§ **PROBLEM**
Reproduce the listing below, substituting "Mark" for every occurrence of "Pick out" and keeping everything else unchanged.

-- begin --

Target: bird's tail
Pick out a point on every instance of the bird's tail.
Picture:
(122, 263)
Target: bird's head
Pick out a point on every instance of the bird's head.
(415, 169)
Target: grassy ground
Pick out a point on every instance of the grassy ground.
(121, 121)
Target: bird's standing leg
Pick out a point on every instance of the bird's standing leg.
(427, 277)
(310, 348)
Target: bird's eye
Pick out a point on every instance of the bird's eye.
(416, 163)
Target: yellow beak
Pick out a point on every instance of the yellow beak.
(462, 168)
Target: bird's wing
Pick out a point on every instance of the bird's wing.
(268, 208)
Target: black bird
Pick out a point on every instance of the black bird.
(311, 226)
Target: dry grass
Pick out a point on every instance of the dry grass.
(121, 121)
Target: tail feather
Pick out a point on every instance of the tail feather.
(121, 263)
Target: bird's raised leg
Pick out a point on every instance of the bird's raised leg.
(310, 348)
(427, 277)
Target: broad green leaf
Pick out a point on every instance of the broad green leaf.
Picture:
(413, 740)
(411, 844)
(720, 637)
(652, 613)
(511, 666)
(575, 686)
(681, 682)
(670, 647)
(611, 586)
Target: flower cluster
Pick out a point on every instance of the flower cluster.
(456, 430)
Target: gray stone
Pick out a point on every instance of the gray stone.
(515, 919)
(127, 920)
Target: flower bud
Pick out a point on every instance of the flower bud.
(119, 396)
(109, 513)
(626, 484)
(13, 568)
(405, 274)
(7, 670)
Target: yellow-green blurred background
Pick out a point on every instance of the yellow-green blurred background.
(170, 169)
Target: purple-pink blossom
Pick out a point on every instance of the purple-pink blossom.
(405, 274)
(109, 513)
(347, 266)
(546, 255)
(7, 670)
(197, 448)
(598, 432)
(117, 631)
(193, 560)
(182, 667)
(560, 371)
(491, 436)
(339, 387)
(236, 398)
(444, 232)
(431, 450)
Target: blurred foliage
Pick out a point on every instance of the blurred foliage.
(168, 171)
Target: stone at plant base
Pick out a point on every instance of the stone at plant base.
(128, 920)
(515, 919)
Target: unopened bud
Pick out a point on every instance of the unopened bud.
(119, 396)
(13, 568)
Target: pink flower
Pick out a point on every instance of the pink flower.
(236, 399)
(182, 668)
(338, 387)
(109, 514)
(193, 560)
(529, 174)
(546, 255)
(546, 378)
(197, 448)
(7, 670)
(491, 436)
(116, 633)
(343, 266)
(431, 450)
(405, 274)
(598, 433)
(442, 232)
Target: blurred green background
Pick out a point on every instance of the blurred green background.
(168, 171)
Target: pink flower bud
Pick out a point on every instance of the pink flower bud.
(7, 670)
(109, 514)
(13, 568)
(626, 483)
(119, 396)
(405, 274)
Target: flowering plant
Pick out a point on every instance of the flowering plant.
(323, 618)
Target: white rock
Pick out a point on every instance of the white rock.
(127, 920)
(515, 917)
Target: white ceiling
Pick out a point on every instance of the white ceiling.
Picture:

-- end --

§ **RESULT OF THE EXERCISE**
Target: bird's tail
Mark a point on every instance of the bird's tail.
Picture:
(122, 263)
Target: bird's head
Mark a point on every instance of the bird's head.
(415, 169)
Target: grassy ground
Mark a point on every instance of the grassy ground.
(121, 121)
Target: bird's standing leg
Mark a point on every instance of the bird's standing leg.
(427, 277)
(310, 348)
Target: bird's eye
Mark a point on every instance of the bird's eye.
(416, 163)
Target: yellow beak
Mark a point on every instance of the yellow beak.
(462, 168)
Target: bird's wing
Mark a point on every instance of the bird's wing.
(268, 208)
Target: black bird
Mark a point on every instance of the black bird.
(311, 226)
Target: dry grass
Mark a point on every instance of the dry grass.
(121, 121)
Target: tail feather
Mark a point on every instance of the tail feather.
(121, 263)
Target: bird's raised leg
Mark a point on every instance of the bird's raised leg.
(310, 348)
(427, 277)
Target: broad green leaf
Mark a point on every instance of the broad green leaf.
Picture:
(413, 740)
(411, 844)
(720, 637)
(652, 613)
(511, 666)
(575, 686)
(681, 682)
(670, 647)
(611, 586)
Target: flower cluster
Mark a point on every instance of the flower cluster.
(456, 430)
Target: gray stone
Mark a point on every instance of the gray stone.
(515, 919)
(127, 920)
Target: flower bud
Mark a point on every instance of the flower bud.
(119, 396)
(109, 513)
(626, 484)
(13, 568)
(405, 274)
(7, 670)
Target: yellow-green blurred background
Mark a point on every instance of the yellow-green blurred background.
(170, 169)
Target: purple-pink blossom
Mark a point on every instance of the purple-pink blossom.
(405, 274)
(109, 513)
(347, 266)
(546, 255)
(7, 670)
(197, 448)
(598, 432)
(117, 631)
(193, 560)
(182, 667)
(560, 371)
(491, 436)
(339, 387)
(236, 398)
(444, 232)
(431, 450)
Target: blurred foliage
Mark a point on every instance of the blurred foliage.
(168, 171)
Target: stone at plant base
Mark a point on every instance of the stone at plant base.
(128, 920)
(515, 919)
Target: unopened bud
Mark a point on every instance of the unopened bud.
(119, 396)
(13, 568)
Target: pink flower
Mark a point on every instance of the pink flower.
(236, 399)
(182, 668)
(338, 387)
(109, 514)
(193, 560)
(529, 174)
(546, 255)
(546, 378)
(197, 448)
(7, 670)
(491, 436)
(116, 633)
(343, 266)
(431, 450)
(405, 274)
(598, 433)
(442, 232)
Target: blurred green background
Mark a point on every instance of the blurred green background.
(168, 171)
Target: pink flower bud
Mark a point on every instance of the pink flower bud.
(7, 670)
(109, 514)
(13, 568)
(626, 483)
(119, 396)
(405, 274)
Target: flowering plant
Mark a point on every instance of the flowering plant.
(323, 618)
Target: white rock
Mark a point on every instance of the white rock.
(127, 920)
(515, 917)
Target: white ceiling
Mark a point on every instance of the white ceiling.
Picture:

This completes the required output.